• [TASK PROMPT] Reproduce all entries word for word.

• [DATA PROVIDED]
━━━━━━━━━━━━━━━━━━━━

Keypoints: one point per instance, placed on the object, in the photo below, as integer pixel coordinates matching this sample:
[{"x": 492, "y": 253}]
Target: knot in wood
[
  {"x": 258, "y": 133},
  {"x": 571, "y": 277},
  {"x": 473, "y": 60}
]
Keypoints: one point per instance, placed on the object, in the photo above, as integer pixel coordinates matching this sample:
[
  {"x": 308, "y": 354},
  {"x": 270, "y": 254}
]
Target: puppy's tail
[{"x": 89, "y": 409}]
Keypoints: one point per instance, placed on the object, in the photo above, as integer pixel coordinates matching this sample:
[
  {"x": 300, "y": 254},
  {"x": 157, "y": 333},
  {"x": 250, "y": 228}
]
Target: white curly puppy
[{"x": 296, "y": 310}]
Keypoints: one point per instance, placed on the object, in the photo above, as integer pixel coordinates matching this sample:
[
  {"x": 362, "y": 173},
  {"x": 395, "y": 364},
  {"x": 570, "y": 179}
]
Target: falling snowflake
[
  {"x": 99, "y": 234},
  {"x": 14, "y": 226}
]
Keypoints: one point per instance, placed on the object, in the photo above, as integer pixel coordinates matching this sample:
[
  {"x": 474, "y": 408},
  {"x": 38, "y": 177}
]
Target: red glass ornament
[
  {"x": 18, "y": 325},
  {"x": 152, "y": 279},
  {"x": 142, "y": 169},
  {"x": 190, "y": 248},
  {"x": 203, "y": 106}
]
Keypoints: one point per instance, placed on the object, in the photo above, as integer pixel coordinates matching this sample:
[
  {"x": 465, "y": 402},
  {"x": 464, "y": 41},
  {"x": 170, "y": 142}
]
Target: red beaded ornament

━━━━━━━━━━━━━━━━━━━━

• [FINISHED TASK]
Keypoints: one point per instance, placed on the object, in the photo below, as integer pixel coordinates matching this sample:
[{"x": 492, "y": 253}]
Target: knot in wood
[
  {"x": 258, "y": 133},
  {"x": 571, "y": 277},
  {"x": 473, "y": 60}
]
Keypoints: one point per instance, placed on the object, in the photo above, as integer pixel coordinates matching this sample:
[
  {"x": 308, "y": 354},
  {"x": 270, "y": 254}
]
Target: puppy's tail
[{"x": 89, "y": 409}]
Keypoints: one point per instance, placed on the object, in the photo above, as integer pixel coordinates matching this sample:
[
  {"x": 300, "y": 254},
  {"x": 157, "y": 333},
  {"x": 250, "y": 228}
]
Target: white curly puppy
[{"x": 296, "y": 310}]
Keypoints: one point per instance, placed on the object, in the photo above, as integer pixel coordinates matching this sample:
[
  {"x": 362, "y": 173},
  {"x": 395, "y": 364},
  {"x": 570, "y": 179}
]
Target: falling snowflake
[
  {"x": 99, "y": 234},
  {"x": 14, "y": 226}
]
Keypoints: one point per instance, placed on the object, in the photo above, as integer pixel coordinates matching this sample:
[
  {"x": 474, "y": 408},
  {"x": 38, "y": 177}
]
Target: red glass ornament
[
  {"x": 18, "y": 325},
  {"x": 152, "y": 279},
  {"x": 142, "y": 169},
  {"x": 190, "y": 248},
  {"x": 203, "y": 106}
]
Keypoints: one point per instance, placed on the object, in the photo above, as integer pixel coordinates matching this sample:
[
  {"x": 465, "y": 402},
  {"x": 464, "y": 41},
  {"x": 170, "y": 142}
]
Target: red beaded ornament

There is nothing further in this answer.